— Written request —
Reproduce every one of the following entries line for line, without changing a single character.

— Input data —

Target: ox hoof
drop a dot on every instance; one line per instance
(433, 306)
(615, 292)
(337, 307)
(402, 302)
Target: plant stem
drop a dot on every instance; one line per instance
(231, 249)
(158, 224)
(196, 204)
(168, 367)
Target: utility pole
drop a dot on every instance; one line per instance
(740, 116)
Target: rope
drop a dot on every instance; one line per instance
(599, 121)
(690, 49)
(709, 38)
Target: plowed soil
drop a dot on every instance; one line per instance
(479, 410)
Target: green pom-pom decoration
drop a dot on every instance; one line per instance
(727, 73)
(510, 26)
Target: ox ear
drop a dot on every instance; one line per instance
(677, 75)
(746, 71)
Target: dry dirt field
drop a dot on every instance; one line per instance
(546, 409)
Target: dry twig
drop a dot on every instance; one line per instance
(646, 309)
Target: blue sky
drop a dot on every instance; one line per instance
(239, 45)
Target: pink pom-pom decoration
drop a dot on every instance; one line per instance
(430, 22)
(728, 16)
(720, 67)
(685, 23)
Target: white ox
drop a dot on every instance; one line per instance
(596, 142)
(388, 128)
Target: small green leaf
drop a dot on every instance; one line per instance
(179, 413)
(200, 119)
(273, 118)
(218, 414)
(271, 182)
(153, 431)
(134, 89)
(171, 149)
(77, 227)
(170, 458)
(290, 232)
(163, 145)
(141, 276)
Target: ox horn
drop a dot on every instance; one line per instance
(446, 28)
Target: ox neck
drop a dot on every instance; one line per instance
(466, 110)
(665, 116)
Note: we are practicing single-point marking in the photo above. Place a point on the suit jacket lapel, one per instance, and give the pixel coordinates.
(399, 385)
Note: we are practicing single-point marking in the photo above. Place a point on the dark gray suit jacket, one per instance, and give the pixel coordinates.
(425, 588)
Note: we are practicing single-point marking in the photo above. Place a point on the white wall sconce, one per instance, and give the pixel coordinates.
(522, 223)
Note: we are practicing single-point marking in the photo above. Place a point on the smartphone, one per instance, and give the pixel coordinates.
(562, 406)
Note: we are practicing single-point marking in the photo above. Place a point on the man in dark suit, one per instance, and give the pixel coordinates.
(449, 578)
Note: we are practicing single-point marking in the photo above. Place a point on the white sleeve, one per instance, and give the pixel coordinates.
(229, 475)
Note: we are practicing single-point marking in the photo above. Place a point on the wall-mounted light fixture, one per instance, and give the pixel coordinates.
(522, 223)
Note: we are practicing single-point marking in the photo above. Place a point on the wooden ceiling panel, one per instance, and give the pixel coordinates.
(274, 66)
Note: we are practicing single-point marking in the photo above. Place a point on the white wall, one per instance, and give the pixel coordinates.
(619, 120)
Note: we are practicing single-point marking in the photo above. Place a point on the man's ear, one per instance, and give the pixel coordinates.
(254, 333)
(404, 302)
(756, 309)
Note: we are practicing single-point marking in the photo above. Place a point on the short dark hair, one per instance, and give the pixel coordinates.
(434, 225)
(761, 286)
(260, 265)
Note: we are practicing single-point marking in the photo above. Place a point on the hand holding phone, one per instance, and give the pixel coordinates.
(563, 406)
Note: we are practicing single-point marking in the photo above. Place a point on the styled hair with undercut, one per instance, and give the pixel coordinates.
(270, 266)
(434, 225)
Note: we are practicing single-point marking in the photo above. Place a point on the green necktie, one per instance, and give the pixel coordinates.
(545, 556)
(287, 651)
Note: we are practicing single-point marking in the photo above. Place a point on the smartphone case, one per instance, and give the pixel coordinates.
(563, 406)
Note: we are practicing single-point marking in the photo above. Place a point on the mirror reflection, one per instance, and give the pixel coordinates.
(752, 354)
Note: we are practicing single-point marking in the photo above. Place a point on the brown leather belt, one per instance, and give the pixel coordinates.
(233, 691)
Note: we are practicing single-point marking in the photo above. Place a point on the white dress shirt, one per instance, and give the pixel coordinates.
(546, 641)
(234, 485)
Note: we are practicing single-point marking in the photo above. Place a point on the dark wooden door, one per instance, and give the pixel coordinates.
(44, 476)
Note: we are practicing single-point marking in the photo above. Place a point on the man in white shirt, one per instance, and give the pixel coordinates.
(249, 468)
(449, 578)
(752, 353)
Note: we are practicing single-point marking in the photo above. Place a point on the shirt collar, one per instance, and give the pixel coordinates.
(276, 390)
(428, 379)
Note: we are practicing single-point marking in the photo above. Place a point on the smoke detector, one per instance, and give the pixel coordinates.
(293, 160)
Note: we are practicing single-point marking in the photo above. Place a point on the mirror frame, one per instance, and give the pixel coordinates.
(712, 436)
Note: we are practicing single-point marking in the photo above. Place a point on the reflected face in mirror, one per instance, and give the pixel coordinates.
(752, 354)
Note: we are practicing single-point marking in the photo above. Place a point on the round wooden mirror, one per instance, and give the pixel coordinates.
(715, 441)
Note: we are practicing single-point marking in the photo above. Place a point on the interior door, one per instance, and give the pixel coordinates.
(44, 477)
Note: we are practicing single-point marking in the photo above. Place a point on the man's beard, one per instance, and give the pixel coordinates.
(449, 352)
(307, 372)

— Task output —
Target: ox hoof
drop a dot on every instance; one line per instance
(433, 306)
(615, 292)
(337, 307)
(402, 302)
Target: plant stem
drop a dot on every instance; one line per instance
(231, 249)
(158, 224)
(196, 204)
(168, 367)
Target: utility pole
drop a dot on every instance; one line per instance
(740, 116)
Target: rope
drop a dot on every instance; one line per instance
(599, 121)
(690, 49)
(709, 38)
Target: plowed soil
drop a dot on every instance; one line per instance
(479, 410)
Target: green pom-pom decoration
drop a dot on every instance; one line per instance
(727, 73)
(510, 26)
Target: ox ear
drop a dot on every instance; one line per instance
(677, 75)
(746, 71)
Target: dry dirt field
drop a dot on every instance; one line per instance
(546, 409)
Target: dry twig
drop a dot on every instance; one line per instance
(646, 309)
Target: blue sky
drop a dot on every instance; one line per instance
(239, 45)
Target: pink pom-pom decoration
drop a dot on every instance; one line per instance
(430, 22)
(728, 16)
(720, 67)
(685, 23)
Target: white ox
drop a dot on every instance; one line per instance
(596, 142)
(388, 128)
Target: small green leaf
drop a dot on every instance; one line per instance
(179, 413)
(200, 119)
(273, 118)
(218, 414)
(271, 182)
(153, 431)
(134, 89)
(171, 149)
(77, 227)
(170, 458)
(290, 232)
(163, 145)
(141, 276)
Target: ox horn
drop a dot on every instance; one line per instance
(446, 28)
Target: ox neck
drop a dot on every instance; one line per instance
(466, 110)
(665, 116)
Note: we are practicing single-point marking in the photo above. Place a point on the suit jacket lapel, one per instance, and give the pixel coordinates.
(399, 385)
Note: we are practicing single-point marking in the photo above. Place a point on the dark gray suit jacket, one per instance, and give the pixel coordinates.
(425, 588)
Note: we are practicing single-point marking in the photo above. Place a point on the white wall sconce, one per instance, and give the pixel coordinates.
(522, 223)
Note: we are practicing single-point marking in the photo above. Place a point on the smartphone, one per instance, and give the pixel coordinates.
(562, 406)
Note: we are practicing single-point marking in the photo above. Place a point on the man in dark suit, one per instance, and give the pixel coordinates.
(449, 578)
Note: we are practicing single-point marking in the photo above. Place a point on the white sleeve, one per instance, and give the pixel coordinates.
(229, 475)
Note: we are practicing single-point marking in the photo above. Place a point on the wall-mounted light fixture, one per instance, and give the pixel coordinates.
(522, 223)
Note: we are practicing single-point marking in the photo above. Place a point on the wooden ceiling panel, one per instance, and give the pixel coordinates.
(274, 66)
Note: we are practicing single-point marking in the photo above. Place a point on the white wall, one per instance, and give the pixel coordinates.
(619, 120)
Note: we are practicing single-point marking in the photo above. Place a point on the man's ear, one per instance, and give the pixel coordinates.
(254, 333)
(404, 302)
(756, 309)
Note: we are practicing single-point marking in the photo above. Place a point on the short dark hair, one per instance, and give the pixel coordinates.
(434, 225)
(761, 286)
(260, 265)
Note: we are practicing single-point marking in the photo above. Place a point on the hand holding phone, one per instance, and give the pixel coordinates.
(563, 406)
Note: we are practicing single-point marking in the photo above. Place a point on the styled hair with undercut, one per instance, and give the pixel coordinates.
(270, 266)
(434, 225)
Note: we are practicing single-point marking in the photo above. Place a point on the green necktie, one per instance, and give the pixel coordinates.
(545, 556)
(287, 651)
Note: we are practicing single-point marking in the photo above. Place a point on the smartphone case, one per instance, and give the pixel coordinates.
(563, 406)
Note: we are practicing single-point marking in the photo above. Place a point on the mirror reflection, one per instance, and give the pixel coordinates.
(752, 354)
Note: we are practicing single-point marking in the photo above. Place a point on the brown leather belt, one per instance, and give the pixel coordinates.
(233, 691)
Note: we are practicing single-point marking in the photo above. Place a point on the white dress shirt, one per instance, and give the pixel coordinates.
(546, 641)
(234, 485)
Note: we are practicing single-point marking in the photo above. Place a point on the dark wooden door, one per instance, and give the pixel coordinates.
(44, 476)
Note: we are practicing single-point marking in the photo above. Place a point on the man in white shirt, one per instance, and give the pixel coordinates.
(249, 468)
(449, 578)
(752, 353)
Note: we are practicing single-point marking in the photo above. Place a point on the shirt collar, one per instance, and give the pixel coordinates.
(276, 390)
(428, 379)
Note: we are practicing single-point marking in the photo above. Place a point on the smoke detector, one per instance, and give the pixel coordinates.
(293, 160)
Note: we are practicing single-point marking in the photo above. Place a point on the mirror frame, one per instance, and give the pixel coordinates.
(712, 436)
Note: we are practicing single-point marking in the photo above. Place a point on the reflected face in mirror, one per instance, and give the pixel coordinates.
(752, 354)
Note: we are practicing single-point marking in the photo above. Place a point on the round wooden mirror, one per instance, and give the pixel coordinates.
(715, 441)
Note: we are practicing single-point marking in the photo above. Place a point on the interior door, one per instance, and give the pixel coordinates.
(44, 477)
Note: we are practicing single-point marking in the photo above. Place a point on the man's beard, one per instance, and give the pixel coordinates.
(449, 352)
(307, 372)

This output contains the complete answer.